» **Challenge**:
Copy the entries starting with the line that contains "like [(220, 262)]." and going on through the line that contains "Query: bride's hair", changing every "reference point" to "marker point" and leaving everything else as it stands.

» **Source records**:

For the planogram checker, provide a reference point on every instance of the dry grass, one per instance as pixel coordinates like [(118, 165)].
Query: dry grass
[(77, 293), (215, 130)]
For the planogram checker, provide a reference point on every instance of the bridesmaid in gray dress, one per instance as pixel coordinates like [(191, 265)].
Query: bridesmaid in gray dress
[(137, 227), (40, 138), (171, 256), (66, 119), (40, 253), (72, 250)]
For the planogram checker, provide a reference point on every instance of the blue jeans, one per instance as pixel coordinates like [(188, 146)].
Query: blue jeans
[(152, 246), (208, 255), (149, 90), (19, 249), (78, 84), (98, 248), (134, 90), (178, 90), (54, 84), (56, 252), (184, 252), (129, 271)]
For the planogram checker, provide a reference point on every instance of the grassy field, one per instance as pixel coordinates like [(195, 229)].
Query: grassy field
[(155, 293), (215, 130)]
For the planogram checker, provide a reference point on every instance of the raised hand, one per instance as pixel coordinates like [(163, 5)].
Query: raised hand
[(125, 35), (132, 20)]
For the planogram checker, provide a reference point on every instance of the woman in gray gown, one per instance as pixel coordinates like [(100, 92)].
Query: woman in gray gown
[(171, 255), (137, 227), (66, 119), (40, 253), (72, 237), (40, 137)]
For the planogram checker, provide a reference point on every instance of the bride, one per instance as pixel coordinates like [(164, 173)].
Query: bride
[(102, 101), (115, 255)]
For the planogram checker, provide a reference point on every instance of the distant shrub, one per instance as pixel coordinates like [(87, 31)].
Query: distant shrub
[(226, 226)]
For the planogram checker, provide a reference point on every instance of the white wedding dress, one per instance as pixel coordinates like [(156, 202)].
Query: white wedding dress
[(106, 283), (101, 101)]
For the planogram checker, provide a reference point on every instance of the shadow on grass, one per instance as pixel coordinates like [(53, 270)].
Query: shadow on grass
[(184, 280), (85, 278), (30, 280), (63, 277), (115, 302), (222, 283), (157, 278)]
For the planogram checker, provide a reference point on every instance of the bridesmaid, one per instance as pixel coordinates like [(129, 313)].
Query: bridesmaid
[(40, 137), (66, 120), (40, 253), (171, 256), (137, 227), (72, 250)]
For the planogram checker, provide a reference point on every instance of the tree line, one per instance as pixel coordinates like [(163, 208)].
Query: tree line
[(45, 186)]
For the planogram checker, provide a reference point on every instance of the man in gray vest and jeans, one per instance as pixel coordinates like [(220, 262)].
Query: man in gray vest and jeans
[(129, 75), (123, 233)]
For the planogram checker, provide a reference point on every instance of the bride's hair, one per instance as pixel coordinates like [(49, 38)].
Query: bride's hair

==

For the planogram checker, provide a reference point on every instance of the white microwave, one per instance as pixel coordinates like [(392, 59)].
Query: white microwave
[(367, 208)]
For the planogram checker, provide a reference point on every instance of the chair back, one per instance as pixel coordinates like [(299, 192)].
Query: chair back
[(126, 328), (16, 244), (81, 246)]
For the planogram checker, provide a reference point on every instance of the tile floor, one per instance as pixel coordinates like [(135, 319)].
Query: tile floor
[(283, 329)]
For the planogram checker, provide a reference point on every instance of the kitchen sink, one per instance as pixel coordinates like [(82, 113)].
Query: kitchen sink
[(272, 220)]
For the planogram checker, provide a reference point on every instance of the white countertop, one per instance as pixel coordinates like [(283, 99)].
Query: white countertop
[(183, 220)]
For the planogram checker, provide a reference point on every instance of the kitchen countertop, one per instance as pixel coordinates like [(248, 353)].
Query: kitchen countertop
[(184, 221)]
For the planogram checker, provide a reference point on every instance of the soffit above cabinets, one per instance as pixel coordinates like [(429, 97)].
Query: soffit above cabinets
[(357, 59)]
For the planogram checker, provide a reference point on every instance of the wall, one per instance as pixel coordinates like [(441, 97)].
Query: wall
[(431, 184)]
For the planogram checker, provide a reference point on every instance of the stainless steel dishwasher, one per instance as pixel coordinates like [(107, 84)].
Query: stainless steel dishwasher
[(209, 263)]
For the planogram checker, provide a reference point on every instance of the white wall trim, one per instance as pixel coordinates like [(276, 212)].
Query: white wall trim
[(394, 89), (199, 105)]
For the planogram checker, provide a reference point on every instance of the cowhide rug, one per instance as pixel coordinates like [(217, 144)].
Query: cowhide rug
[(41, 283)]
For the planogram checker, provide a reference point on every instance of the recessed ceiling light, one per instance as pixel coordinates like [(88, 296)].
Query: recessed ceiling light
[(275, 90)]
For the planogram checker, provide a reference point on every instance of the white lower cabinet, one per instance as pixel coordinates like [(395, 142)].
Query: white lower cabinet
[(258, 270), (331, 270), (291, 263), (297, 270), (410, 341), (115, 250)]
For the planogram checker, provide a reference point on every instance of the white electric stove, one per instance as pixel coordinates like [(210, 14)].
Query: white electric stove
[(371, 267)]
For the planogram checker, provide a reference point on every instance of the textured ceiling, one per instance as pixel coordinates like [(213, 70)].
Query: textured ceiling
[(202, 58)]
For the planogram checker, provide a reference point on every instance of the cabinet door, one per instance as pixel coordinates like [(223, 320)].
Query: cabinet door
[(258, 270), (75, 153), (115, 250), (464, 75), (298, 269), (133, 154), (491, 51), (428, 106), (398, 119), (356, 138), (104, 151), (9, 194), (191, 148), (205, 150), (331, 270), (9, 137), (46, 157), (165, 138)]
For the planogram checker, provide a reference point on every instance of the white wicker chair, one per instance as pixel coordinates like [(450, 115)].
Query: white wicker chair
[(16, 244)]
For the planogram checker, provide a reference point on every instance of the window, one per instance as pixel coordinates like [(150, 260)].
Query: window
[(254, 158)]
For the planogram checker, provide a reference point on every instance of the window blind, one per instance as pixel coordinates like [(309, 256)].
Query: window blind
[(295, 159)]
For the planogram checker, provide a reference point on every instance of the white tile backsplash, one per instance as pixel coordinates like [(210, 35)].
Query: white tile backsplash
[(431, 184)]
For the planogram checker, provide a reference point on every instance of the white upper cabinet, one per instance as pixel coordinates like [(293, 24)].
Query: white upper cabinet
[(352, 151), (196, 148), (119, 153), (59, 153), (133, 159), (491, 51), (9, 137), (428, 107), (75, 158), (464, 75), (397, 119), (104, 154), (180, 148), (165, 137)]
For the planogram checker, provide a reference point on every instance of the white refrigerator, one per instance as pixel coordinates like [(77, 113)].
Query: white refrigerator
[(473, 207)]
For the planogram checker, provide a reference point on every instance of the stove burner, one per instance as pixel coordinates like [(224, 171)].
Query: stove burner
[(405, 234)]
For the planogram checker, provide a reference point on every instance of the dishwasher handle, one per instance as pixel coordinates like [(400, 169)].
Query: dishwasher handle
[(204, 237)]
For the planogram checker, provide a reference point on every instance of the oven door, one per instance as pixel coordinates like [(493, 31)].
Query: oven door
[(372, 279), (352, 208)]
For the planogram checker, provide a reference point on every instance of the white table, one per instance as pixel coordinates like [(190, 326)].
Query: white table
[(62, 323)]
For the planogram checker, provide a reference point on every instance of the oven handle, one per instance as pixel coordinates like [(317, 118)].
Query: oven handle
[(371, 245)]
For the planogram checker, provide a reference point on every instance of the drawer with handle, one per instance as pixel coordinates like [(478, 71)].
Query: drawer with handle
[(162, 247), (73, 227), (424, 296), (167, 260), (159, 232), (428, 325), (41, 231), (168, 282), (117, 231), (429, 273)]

» **Solution below**:
For the planogram checker, provide a marker point on every instance of the man in gray vest and jeans, one per instance as pixel coordinates like [(220, 262)].
Query: man in gray vest and jeans
[(129, 75), (123, 233)]
For the planogram checker, provide a marker point on every instance of the bride's hair, one per instance as pixel coordinates like [(49, 38)].
Query: bride's hair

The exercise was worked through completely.